| What you have to do |
Give all of the data below again exactly, and drop the images.

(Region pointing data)
..........

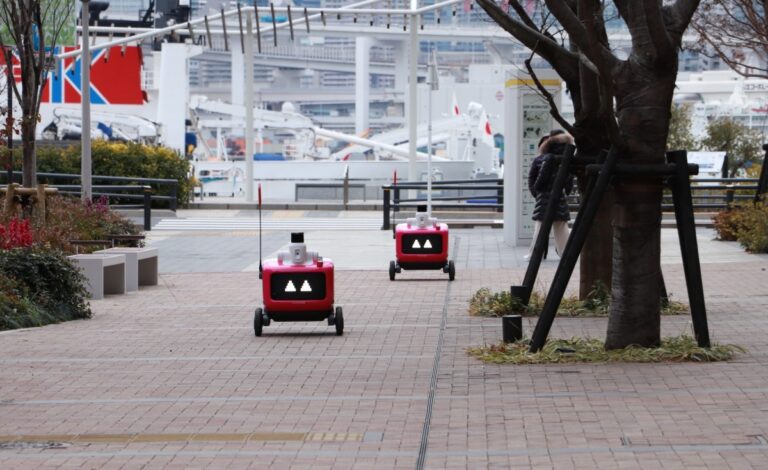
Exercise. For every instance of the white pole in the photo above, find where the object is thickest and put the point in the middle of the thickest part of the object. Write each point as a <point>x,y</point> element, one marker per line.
<point>433,85</point>
<point>85,94</point>
<point>218,143</point>
<point>248,66</point>
<point>413,73</point>
<point>429,144</point>
<point>362,83</point>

..........

| Exercise output |
Exercise. For every instance of the white pole in the photo above, find where the object is thickest and put the point in the middle of the thickest part of the object. Write each point as a <point>x,y</point> element, one marker per line.
<point>433,85</point>
<point>85,94</point>
<point>218,143</point>
<point>248,66</point>
<point>413,73</point>
<point>429,144</point>
<point>362,83</point>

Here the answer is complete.